* _ESERCIZIO A_
Nel brano sulla morte di Niccolò Ciatti, in quale discoteca è avvenuto il pestaggio?
* _ESERCIZIO B_
Riproduci senza modifiche le righe delle voci, da quella che contiene "Tag every instance of the eyeglasses" fino a quella che contiene "x=151 y=642", inclusa.

* _BRANO PROPOSTO_
....

Al riguardo, Brunilde (una ragazza di 19 anni), ha scritto una lettera aperta ai suoi coetanei “indifferenti” . Ve la propongo: è davvero bellissima e provocante!
fra Alberto – fraalberto@vocazionefrancescana.org
“Eravamo al pian terreno, accanto alla pista. Si è formato un cerchio di ragazzi attorno, noi abbiamo cercato di intervenire, ma è stato un attimo. Nicco perdeva sangue dalla bocca, quei due che l’avevano picchiato sono scappati, nessuno li ha fermati. Abbiamo cercato di soccorrerlo, di sollevare il corpo, era pesante, nessuno ci dava aiuto, erano tutti lì a riprendere la scena con i telefonini ” (Filippo, amico della vittima). Costa Brava, a 70 km da Barcellona, discoteca St.Trop’ (14 agosto 2017). Niccolò Ciatti, 22 anni, morto il giorno dopo il pestaggio… ed “erano tutti lì a riprendere con i telefonini”.

....

* _ESTRATTI DEI DATI_
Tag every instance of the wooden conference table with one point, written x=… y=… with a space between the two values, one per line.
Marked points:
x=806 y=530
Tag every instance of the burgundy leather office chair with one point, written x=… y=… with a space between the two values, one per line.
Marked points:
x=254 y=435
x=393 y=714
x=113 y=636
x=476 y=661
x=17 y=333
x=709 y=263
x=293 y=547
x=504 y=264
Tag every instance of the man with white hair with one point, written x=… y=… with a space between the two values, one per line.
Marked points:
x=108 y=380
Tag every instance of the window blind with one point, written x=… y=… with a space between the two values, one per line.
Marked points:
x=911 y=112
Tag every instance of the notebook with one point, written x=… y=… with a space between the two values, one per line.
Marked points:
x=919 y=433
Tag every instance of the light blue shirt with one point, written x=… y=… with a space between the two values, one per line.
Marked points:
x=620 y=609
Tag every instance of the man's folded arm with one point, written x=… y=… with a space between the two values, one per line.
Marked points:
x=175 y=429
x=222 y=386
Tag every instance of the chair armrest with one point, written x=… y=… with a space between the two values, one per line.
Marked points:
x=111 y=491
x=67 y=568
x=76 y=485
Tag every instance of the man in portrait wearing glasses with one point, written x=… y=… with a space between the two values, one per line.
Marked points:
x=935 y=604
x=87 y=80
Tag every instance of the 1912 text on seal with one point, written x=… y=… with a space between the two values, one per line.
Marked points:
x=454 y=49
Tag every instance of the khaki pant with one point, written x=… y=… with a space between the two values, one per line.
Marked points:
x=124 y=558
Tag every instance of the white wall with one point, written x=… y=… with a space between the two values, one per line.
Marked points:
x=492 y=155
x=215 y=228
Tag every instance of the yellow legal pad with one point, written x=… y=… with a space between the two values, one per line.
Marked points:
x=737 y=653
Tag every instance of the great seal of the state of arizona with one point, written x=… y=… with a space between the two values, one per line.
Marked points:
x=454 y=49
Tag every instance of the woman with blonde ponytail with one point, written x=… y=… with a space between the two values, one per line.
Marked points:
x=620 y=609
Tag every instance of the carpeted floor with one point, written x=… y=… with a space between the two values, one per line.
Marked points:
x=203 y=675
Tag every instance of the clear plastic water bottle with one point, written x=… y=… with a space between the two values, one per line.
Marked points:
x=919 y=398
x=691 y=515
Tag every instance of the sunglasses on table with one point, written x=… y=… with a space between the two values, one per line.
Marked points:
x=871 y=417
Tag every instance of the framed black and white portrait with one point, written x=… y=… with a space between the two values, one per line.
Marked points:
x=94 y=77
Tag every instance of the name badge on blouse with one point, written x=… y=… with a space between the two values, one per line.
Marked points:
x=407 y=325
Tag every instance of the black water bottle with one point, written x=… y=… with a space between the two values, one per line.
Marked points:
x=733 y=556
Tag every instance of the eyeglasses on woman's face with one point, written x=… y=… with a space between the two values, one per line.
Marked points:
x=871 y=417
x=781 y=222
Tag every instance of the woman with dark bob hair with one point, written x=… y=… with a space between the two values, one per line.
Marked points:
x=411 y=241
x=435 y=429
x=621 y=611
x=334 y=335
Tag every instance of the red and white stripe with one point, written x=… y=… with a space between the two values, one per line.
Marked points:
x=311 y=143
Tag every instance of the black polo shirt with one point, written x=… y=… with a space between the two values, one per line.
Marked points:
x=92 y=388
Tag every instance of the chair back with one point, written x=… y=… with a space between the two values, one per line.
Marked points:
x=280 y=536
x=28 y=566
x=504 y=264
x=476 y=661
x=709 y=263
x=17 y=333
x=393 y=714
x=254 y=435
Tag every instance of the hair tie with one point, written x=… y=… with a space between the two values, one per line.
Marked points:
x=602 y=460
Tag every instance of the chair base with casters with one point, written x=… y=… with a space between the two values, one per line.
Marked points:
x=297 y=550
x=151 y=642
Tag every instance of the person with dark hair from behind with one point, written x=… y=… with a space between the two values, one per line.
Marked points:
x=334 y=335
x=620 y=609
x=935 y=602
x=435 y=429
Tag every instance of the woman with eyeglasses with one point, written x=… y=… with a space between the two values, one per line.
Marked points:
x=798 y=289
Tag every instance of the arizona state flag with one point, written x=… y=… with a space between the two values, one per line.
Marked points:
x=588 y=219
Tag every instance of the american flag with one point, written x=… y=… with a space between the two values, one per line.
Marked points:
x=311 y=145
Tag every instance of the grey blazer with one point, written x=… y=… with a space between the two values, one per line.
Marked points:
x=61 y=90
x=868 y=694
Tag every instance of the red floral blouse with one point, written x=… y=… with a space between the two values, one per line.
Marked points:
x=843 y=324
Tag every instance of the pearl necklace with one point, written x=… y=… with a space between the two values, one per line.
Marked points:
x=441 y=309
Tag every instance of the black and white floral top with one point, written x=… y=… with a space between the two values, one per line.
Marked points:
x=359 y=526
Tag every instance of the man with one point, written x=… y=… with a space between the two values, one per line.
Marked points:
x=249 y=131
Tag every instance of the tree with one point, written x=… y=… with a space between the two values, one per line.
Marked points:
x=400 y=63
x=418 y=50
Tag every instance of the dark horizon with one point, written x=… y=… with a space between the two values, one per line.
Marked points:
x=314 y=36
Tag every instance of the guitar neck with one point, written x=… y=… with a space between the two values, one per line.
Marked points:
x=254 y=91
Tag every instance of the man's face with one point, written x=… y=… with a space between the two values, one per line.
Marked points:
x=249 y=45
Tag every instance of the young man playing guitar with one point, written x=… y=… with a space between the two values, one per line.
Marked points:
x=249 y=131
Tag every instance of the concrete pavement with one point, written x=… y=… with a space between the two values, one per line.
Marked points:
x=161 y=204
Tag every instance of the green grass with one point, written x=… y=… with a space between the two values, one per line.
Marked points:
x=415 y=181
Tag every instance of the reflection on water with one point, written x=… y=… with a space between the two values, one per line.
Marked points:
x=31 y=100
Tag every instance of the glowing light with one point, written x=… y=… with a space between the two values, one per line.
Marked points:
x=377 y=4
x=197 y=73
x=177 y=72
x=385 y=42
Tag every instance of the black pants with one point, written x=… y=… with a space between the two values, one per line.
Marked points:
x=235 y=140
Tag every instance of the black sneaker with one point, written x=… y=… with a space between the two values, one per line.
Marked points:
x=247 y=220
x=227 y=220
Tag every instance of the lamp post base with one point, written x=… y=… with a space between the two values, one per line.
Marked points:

....

* _SOLUZIONE A_
Nella discoteca St.Trop', in Costa Brava.

* _SOLUZIONE B_
Tag every instance of the eyeglasses on woman's face with one point, written x=… y=… with a space between the two values, one per line.
Marked points:
x=871 y=417
x=781 y=222
Tag every instance of the woman with dark bob hair with one point, written x=… y=… with a space between the two values, one per line.
Marked points:
x=411 y=241
x=435 y=429
x=621 y=611
x=334 y=335
Tag every instance of the red and white stripe with one point, written x=… y=… with a space between the two values, one per line.
Marked points:
x=311 y=143
Tag every instance of the black polo shirt with one point, written x=… y=… with a space between the two values, one per line.
Marked points:
x=92 y=388
Tag every instance of the chair back with one point, written x=… y=… with a space between the two values, one per line.
Marked points:
x=280 y=536
x=28 y=566
x=504 y=264
x=476 y=661
x=709 y=263
x=17 y=333
x=393 y=714
x=254 y=435
Tag every instance of the hair tie with one point, written x=… y=… with a space between the two values, one per line.
Marked points:
x=602 y=460
Tag every instance of the chair base with casters with one point, written x=… y=… with a space between the two values, one per line.
Marked points:
x=297 y=550
x=151 y=642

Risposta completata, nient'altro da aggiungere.